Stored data
--------------------------------
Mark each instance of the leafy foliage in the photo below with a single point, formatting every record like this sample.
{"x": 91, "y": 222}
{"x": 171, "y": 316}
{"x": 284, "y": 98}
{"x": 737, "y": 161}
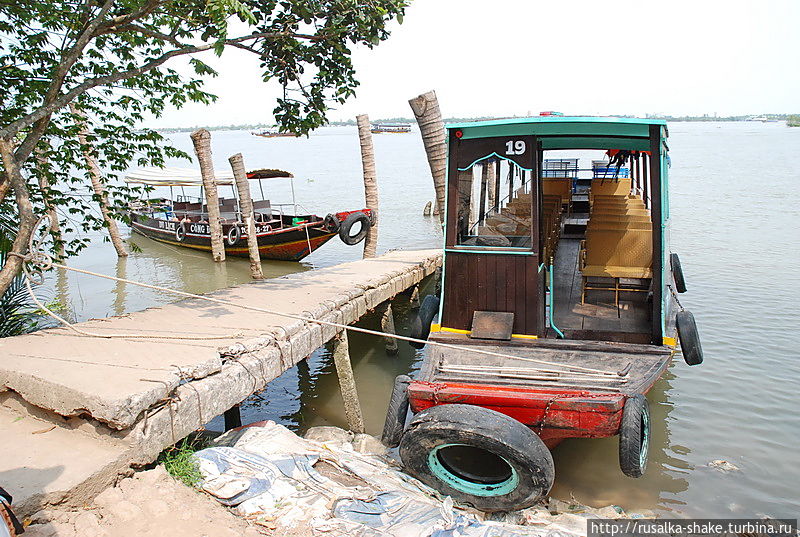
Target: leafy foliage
{"x": 114, "y": 59}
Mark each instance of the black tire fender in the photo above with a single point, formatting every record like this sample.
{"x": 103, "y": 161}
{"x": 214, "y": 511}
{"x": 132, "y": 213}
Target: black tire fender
{"x": 677, "y": 273}
{"x": 478, "y": 456}
{"x": 396, "y": 412}
{"x": 689, "y": 337}
{"x": 180, "y": 232}
{"x": 332, "y": 223}
{"x": 421, "y": 322}
{"x": 233, "y": 236}
{"x": 634, "y": 436}
{"x": 347, "y": 225}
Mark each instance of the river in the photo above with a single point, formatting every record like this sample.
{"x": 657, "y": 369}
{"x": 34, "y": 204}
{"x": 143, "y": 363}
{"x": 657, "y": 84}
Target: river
{"x": 734, "y": 205}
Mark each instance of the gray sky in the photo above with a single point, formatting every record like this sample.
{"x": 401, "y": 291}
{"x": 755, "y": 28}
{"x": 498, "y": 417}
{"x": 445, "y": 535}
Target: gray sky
{"x": 514, "y": 57}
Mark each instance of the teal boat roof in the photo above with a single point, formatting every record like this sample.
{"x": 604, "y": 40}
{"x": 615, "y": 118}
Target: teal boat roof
{"x": 564, "y": 132}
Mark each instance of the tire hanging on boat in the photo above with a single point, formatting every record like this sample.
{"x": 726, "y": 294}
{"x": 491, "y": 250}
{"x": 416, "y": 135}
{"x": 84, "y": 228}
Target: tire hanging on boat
{"x": 677, "y": 273}
{"x": 234, "y": 234}
{"x": 689, "y": 337}
{"x": 396, "y": 412}
{"x": 180, "y": 232}
{"x": 478, "y": 456}
{"x": 634, "y": 436}
{"x": 347, "y": 225}
{"x": 421, "y": 322}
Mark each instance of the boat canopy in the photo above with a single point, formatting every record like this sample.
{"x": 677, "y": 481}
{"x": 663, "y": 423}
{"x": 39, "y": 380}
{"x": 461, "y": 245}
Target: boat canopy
{"x": 154, "y": 176}
{"x": 564, "y": 132}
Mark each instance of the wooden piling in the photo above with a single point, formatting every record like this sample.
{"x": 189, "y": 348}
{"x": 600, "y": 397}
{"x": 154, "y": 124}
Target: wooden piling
{"x": 387, "y": 326}
{"x": 431, "y": 127}
{"x": 347, "y": 382}
{"x": 201, "y": 139}
{"x": 248, "y": 216}
{"x": 97, "y": 182}
{"x": 370, "y": 183}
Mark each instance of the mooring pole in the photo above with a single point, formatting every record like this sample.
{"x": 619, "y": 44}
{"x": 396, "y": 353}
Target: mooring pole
{"x": 201, "y": 139}
{"x": 233, "y": 418}
{"x": 387, "y": 327}
{"x": 370, "y": 182}
{"x": 347, "y": 382}
{"x": 248, "y": 216}
{"x": 431, "y": 127}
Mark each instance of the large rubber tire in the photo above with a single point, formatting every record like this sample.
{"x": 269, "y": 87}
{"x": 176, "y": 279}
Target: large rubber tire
{"x": 349, "y": 222}
{"x": 478, "y": 456}
{"x": 634, "y": 436}
{"x": 332, "y": 223}
{"x": 421, "y": 322}
{"x": 689, "y": 337}
{"x": 677, "y": 273}
{"x": 396, "y": 413}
--------------------------------
Task instructions
The records above must be echoed exactly, minus their pictures.

Solution to the exercise
Mark each instance of the leafy foliage in the photo below with a single point, formatting every record like this sample.
{"x": 91, "y": 222}
{"x": 171, "y": 316}
{"x": 284, "y": 98}
{"x": 737, "y": 161}
Target: leafy foliage
{"x": 114, "y": 59}
Mark each instance of the black tire fender in the photo above with a single point, formatting every record like this sample.
{"x": 103, "y": 161}
{"x": 214, "y": 511}
{"x": 132, "y": 213}
Target: black tire fender
{"x": 677, "y": 273}
{"x": 478, "y": 456}
{"x": 396, "y": 412}
{"x": 689, "y": 337}
{"x": 180, "y": 232}
{"x": 332, "y": 223}
{"x": 421, "y": 322}
{"x": 233, "y": 236}
{"x": 634, "y": 436}
{"x": 347, "y": 225}
Mark each instance of the river in the photo above with a single point, formatting every record like this sample.
{"x": 657, "y": 369}
{"x": 34, "y": 204}
{"x": 143, "y": 363}
{"x": 657, "y": 84}
Target: river
{"x": 734, "y": 205}
Mark each instance of the gray sky in the photo above with a single point, formatting every record like this sample.
{"x": 401, "y": 291}
{"x": 755, "y": 28}
{"x": 498, "y": 417}
{"x": 445, "y": 535}
Target: gray sky
{"x": 514, "y": 57}
Mark each instance of the teal boat roof in the photo above with a single point, formatting every record like this sample.
{"x": 604, "y": 40}
{"x": 615, "y": 118}
Target: teal boat roof
{"x": 564, "y": 132}
Mark each instance of the tire hanging on boat in the photo above with a single point, formatting every record like this sample.
{"x": 726, "y": 294}
{"x": 491, "y": 250}
{"x": 416, "y": 135}
{"x": 84, "y": 228}
Target: tire hanging on boat
{"x": 677, "y": 273}
{"x": 234, "y": 234}
{"x": 689, "y": 337}
{"x": 396, "y": 412}
{"x": 180, "y": 232}
{"x": 478, "y": 456}
{"x": 634, "y": 436}
{"x": 347, "y": 225}
{"x": 421, "y": 322}
Mark each instance of the boat canopy in the photo above with a single point, formatting every record like this sample.
{"x": 677, "y": 481}
{"x": 663, "y": 423}
{"x": 39, "y": 380}
{"x": 461, "y": 245}
Target: boat canopy
{"x": 154, "y": 176}
{"x": 564, "y": 132}
Mark each instance of the wooden piling in the photo above with a single point, formatting every record like this sample.
{"x": 189, "y": 348}
{"x": 600, "y": 397}
{"x": 154, "y": 124}
Target: wooden piling
{"x": 387, "y": 326}
{"x": 431, "y": 127}
{"x": 347, "y": 382}
{"x": 201, "y": 139}
{"x": 248, "y": 216}
{"x": 97, "y": 182}
{"x": 370, "y": 183}
Mark each instance of the mooring pole in the photo above with a single point, formatting every record like this sample.
{"x": 619, "y": 44}
{"x": 396, "y": 353}
Target: mooring pole
{"x": 201, "y": 139}
{"x": 233, "y": 418}
{"x": 387, "y": 327}
{"x": 370, "y": 182}
{"x": 347, "y": 382}
{"x": 248, "y": 216}
{"x": 431, "y": 127}
Mark each instance of the large rubber tire in the photo above with a single point, formatting every record like this sample.
{"x": 269, "y": 87}
{"x": 176, "y": 279}
Target: large rubber tire
{"x": 349, "y": 222}
{"x": 478, "y": 456}
{"x": 634, "y": 436}
{"x": 332, "y": 223}
{"x": 421, "y": 322}
{"x": 689, "y": 337}
{"x": 677, "y": 273}
{"x": 396, "y": 413}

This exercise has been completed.